* Aim A:
Copy out the records below from their first line through the line containing "point(85, 260)", with both of those lines included.

* Document passage:
##############################
Newspapers Should Become Digital Marketing Agencies - lloydarmbrust
http://www.adrants.com/2011/11/opinion-newspapers-should-become.php

======
isnotchicago
The idea here doesn't seem to be helping newspapers succeed, but helping
newspapers transform into entirely new businesses. It seems like a reasonable
way to make money, I just don't think it has a lot of relevance to the
troubles facing the newspaper industry.

There is a difference between "journalism" and "newspapers". In a sense,
journalism (hard news, soft news, tech news, whatever) is this wide idea, and
newspapers are just one implementation. In the past, scarcity of information
combined with advertising helped support the business end (see also: TV,
Facebook, everything, etc.). It worked so well, in fact, that it could
overcome the ridiculous costs of actually making this physical thing to put
the journalism in and carry it to peoples' homes. Not anymore. There are
examples of journalism succeeding outside of newspapers, but trying to build a
physical, for-profit business around journalism seems to be a losing battle
[1].
##############################
Records from a point-labeling set:
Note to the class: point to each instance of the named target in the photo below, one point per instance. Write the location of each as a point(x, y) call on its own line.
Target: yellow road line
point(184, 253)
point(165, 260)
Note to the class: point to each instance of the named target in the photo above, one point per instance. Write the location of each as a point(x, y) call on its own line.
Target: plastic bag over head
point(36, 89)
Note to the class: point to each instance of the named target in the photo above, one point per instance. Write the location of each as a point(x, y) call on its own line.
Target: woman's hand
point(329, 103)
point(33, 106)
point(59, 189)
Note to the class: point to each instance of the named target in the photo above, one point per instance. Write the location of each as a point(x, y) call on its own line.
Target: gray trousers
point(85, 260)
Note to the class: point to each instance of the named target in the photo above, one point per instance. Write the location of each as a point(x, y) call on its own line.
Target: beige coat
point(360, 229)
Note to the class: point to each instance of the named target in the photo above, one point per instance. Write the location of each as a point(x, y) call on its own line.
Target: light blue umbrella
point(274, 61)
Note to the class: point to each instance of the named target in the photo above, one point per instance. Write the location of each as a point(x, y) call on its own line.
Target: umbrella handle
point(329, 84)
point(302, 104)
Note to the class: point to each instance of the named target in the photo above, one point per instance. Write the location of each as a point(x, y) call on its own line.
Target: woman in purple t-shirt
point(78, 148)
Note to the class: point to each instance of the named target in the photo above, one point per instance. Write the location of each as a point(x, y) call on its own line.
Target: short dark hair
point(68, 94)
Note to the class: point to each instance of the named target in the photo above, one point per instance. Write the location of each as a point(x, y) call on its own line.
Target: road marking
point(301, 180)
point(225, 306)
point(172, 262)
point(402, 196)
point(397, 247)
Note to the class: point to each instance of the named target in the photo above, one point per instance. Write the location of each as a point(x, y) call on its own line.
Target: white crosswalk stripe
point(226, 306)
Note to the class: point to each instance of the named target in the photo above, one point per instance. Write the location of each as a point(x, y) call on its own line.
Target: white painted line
##############################
* Aim B:
In the newspaper discussion, what did the commenter say was combined with advertising to support the business end in the past?

* Task response A:
Note to the class: point to each instance of the named target in the photo below, one point per instance. Write the location of each as a point(x, y) call on its own line.
Target: yellow road line
point(184, 253)
point(165, 260)
Note to the class: point to each instance of the named target in the photo above, one point per instance. Write the location of each as a point(x, y) call on its own line.
Target: plastic bag over head
point(36, 89)
Note to the class: point to each instance of the named target in the photo above, one point per instance. Write the location of each as a point(x, y) call on its own line.
Target: woman's hand
point(329, 103)
point(33, 106)
point(59, 189)
Note to the class: point to each instance of the named target in the photo above, one point per instance. Write the location of each as a point(x, y) call on its own line.
Target: gray trousers
point(85, 260)

* Task response B:
Scarcity of information.